| Given data |
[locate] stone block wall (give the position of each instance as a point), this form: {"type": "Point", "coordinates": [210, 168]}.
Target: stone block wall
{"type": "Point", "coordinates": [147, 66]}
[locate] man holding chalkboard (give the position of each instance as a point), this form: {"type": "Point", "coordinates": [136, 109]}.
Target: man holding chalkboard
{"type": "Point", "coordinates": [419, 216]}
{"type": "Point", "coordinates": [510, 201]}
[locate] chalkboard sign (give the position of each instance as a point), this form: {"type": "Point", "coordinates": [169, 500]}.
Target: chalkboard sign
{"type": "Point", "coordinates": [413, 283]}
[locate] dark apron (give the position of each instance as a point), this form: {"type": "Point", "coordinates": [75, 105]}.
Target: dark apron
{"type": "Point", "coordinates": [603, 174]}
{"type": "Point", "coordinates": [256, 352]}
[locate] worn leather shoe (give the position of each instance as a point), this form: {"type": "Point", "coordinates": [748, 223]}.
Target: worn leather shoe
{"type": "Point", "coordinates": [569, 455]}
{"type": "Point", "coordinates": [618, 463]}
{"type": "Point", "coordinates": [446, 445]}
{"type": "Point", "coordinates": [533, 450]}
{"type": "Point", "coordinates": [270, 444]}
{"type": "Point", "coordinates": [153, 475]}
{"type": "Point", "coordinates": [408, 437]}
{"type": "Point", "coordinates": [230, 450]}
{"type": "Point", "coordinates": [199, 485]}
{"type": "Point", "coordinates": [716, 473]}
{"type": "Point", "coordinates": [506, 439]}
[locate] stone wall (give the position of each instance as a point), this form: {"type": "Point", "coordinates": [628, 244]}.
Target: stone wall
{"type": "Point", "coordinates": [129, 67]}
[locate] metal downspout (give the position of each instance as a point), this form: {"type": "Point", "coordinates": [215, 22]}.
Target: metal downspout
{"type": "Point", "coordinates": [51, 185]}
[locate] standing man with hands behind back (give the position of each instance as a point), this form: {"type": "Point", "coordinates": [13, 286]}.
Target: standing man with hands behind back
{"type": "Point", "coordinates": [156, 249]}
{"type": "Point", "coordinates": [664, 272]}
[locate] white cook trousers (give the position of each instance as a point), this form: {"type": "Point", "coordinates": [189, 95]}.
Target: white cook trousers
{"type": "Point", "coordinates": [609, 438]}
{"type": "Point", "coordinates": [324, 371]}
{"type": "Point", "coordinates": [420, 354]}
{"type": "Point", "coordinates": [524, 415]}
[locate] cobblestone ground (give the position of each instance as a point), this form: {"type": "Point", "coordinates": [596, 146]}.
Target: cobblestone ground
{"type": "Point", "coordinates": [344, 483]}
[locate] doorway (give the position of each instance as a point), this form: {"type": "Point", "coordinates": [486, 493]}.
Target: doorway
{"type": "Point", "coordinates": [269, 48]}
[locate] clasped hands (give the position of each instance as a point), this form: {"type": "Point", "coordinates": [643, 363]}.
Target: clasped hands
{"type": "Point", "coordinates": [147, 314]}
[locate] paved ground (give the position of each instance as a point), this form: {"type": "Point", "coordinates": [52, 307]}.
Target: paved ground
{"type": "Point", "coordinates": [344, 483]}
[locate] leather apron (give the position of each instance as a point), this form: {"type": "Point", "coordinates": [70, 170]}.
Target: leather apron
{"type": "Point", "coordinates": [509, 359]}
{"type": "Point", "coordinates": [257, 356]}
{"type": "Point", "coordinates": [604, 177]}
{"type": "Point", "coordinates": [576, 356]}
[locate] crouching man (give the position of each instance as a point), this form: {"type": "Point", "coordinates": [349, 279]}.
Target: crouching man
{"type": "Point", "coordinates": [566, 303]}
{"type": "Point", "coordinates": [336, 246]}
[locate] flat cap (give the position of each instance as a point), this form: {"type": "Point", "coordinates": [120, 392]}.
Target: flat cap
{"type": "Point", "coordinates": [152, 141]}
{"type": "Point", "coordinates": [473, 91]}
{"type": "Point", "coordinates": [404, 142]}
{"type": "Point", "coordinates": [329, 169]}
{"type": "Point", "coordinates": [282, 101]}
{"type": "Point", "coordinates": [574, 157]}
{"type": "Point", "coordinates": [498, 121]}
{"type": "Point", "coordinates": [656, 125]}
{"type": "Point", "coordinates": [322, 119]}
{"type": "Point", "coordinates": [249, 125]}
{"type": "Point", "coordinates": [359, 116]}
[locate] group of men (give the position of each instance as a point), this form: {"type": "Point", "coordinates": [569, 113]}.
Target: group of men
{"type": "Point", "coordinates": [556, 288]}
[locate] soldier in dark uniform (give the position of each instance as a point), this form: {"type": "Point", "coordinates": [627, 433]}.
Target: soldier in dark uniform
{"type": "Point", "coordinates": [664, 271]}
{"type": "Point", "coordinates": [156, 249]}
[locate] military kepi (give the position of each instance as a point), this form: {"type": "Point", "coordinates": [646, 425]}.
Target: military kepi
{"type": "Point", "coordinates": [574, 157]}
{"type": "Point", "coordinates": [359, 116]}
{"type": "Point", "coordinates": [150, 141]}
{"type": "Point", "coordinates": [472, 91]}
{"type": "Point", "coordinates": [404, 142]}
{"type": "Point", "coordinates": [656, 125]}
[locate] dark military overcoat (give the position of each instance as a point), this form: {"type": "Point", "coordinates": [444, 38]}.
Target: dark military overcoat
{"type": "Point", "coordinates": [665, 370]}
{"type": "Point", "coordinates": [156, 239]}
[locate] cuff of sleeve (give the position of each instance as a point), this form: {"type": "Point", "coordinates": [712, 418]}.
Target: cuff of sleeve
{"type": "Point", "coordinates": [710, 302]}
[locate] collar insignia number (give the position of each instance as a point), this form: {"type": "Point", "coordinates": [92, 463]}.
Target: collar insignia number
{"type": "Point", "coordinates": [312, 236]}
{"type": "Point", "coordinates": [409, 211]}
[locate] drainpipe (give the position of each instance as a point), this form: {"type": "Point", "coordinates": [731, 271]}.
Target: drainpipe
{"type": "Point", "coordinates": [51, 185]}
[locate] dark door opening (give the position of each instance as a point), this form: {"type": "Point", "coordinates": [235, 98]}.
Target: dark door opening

| Problem details |
Exactly as they are written, print the entries again.

| Solution to the problem |
[locate] stone block wall (give the position of each instance as a point), this form: {"type": "Point", "coordinates": [210, 168]}.
Target: stone block wall
{"type": "Point", "coordinates": [147, 66]}
[locate] man holding chalkboard (give the position of each instance as a point), this form: {"type": "Point", "coordinates": [136, 109]}.
Target: man holding chalkboard
{"type": "Point", "coordinates": [419, 216]}
{"type": "Point", "coordinates": [510, 201]}
[locate] chalkboard sign (give the position of each instance as a point), this form: {"type": "Point", "coordinates": [169, 500]}.
Target: chalkboard sign
{"type": "Point", "coordinates": [413, 283]}
[locate] dark apron (give the position of each instance as a point), this form: {"type": "Point", "coordinates": [75, 105]}.
Target: dark apron
{"type": "Point", "coordinates": [603, 174]}
{"type": "Point", "coordinates": [256, 352]}
[locate] worn leather shoe (give the position of each instance as a point), this form: {"type": "Point", "coordinates": [748, 223]}.
Target: worn leather shoe
{"type": "Point", "coordinates": [569, 455]}
{"type": "Point", "coordinates": [618, 463]}
{"type": "Point", "coordinates": [446, 445]}
{"type": "Point", "coordinates": [533, 450]}
{"type": "Point", "coordinates": [270, 444]}
{"type": "Point", "coordinates": [153, 475]}
{"type": "Point", "coordinates": [408, 437]}
{"type": "Point", "coordinates": [230, 450]}
{"type": "Point", "coordinates": [199, 485]}
{"type": "Point", "coordinates": [716, 473]}
{"type": "Point", "coordinates": [506, 439]}
[locate] stone wall (give the position of each instance as a point), this form: {"type": "Point", "coordinates": [628, 244]}.
Target: stone wall
{"type": "Point", "coordinates": [129, 67]}
[locate] metal downspout (give the position of each instance as a point), this form: {"type": "Point", "coordinates": [215, 22]}.
Target: metal downspout
{"type": "Point", "coordinates": [51, 185]}
[locate] standing man with hands behind back (give the position of each instance as a point), this form: {"type": "Point", "coordinates": [13, 286]}.
Target: standing man with hands behind back
{"type": "Point", "coordinates": [156, 249]}
{"type": "Point", "coordinates": [664, 272]}
[locate] white cook trousers (give the position of each instance as a point), this form: {"type": "Point", "coordinates": [189, 95]}.
Target: white cook trousers
{"type": "Point", "coordinates": [609, 438]}
{"type": "Point", "coordinates": [324, 371]}
{"type": "Point", "coordinates": [420, 354]}
{"type": "Point", "coordinates": [524, 415]}
[locate] cobblestone ground (give the position of each instance as a point), this form: {"type": "Point", "coordinates": [596, 146]}.
Target: cobblestone ground
{"type": "Point", "coordinates": [344, 483]}
[locate] doorway (give the position of each instance as a point), this form: {"type": "Point", "coordinates": [486, 493]}.
Target: doorway
{"type": "Point", "coordinates": [269, 48]}
[locate] clasped hands (give the position of each instance as a point), this form: {"type": "Point", "coordinates": [643, 363]}.
Target: clasped hands
{"type": "Point", "coordinates": [147, 314]}
[locate] paved ground (give the position of each instance as a point), this form: {"type": "Point", "coordinates": [52, 307]}.
Target: paved ground
{"type": "Point", "coordinates": [344, 483]}
[locate] leather apron (give the position of each instance as a point), this form: {"type": "Point", "coordinates": [70, 170]}.
Target: leather apron
{"type": "Point", "coordinates": [509, 359]}
{"type": "Point", "coordinates": [257, 356]}
{"type": "Point", "coordinates": [604, 177]}
{"type": "Point", "coordinates": [576, 356]}
[locate] crouching man (give the position of each instance as a point), this form: {"type": "Point", "coordinates": [349, 279]}.
Target: crouching man
{"type": "Point", "coordinates": [566, 303]}
{"type": "Point", "coordinates": [336, 246]}
[locate] flat cap (give the position of each instance as a point), this form: {"type": "Point", "coordinates": [120, 392]}.
Target: flat cap
{"type": "Point", "coordinates": [152, 141]}
{"type": "Point", "coordinates": [473, 91]}
{"type": "Point", "coordinates": [404, 142]}
{"type": "Point", "coordinates": [329, 169]}
{"type": "Point", "coordinates": [282, 101]}
{"type": "Point", "coordinates": [574, 157]}
{"type": "Point", "coordinates": [498, 121]}
{"type": "Point", "coordinates": [656, 125]}
{"type": "Point", "coordinates": [322, 119]}
{"type": "Point", "coordinates": [249, 125]}
{"type": "Point", "coordinates": [359, 116]}
[locate] group of men (give the position of each instance as a point), this form: {"type": "Point", "coordinates": [569, 113]}.
Target: group of men
{"type": "Point", "coordinates": [556, 288]}
[locate] soldier in dark uniform (give the position of each instance as a point), this form: {"type": "Point", "coordinates": [627, 433]}.
Target: soldier in dark uniform
{"type": "Point", "coordinates": [664, 271]}
{"type": "Point", "coordinates": [156, 249]}
[locate] military kepi (give the position of each instance as a point), this form: {"type": "Point", "coordinates": [646, 425]}.
Target: military kepi
{"type": "Point", "coordinates": [574, 157]}
{"type": "Point", "coordinates": [359, 116]}
{"type": "Point", "coordinates": [150, 141]}
{"type": "Point", "coordinates": [472, 91]}
{"type": "Point", "coordinates": [404, 142]}
{"type": "Point", "coordinates": [656, 125]}
[locate] dark military overcoat (give the position of each instance as a point), this form: {"type": "Point", "coordinates": [444, 38]}.
Target: dark military overcoat
{"type": "Point", "coordinates": [665, 370]}
{"type": "Point", "coordinates": [156, 239]}
[locate] cuff of sleeve (give the position of each instance as a point), this form: {"type": "Point", "coordinates": [712, 418]}.
Target: cuff of sleeve
{"type": "Point", "coordinates": [710, 302]}
[locate] collar insignia number (give the position of each instance as a point), this form: {"type": "Point", "coordinates": [92, 463]}.
Target: collar insignia number
{"type": "Point", "coordinates": [312, 236]}
{"type": "Point", "coordinates": [409, 211]}
[locate] drainpipe (give the position of each instance as a point), this form: {"type": "Point", "coordinates": [731, 271]}.
Target: drainpipe
{"type": "Point", "coordinates": [51, 185]}
[locate] dark door opening (give the position of each instance as a point), this form: {"type": "Point", "coordinates": [235, 98]}.
Target: dark door opening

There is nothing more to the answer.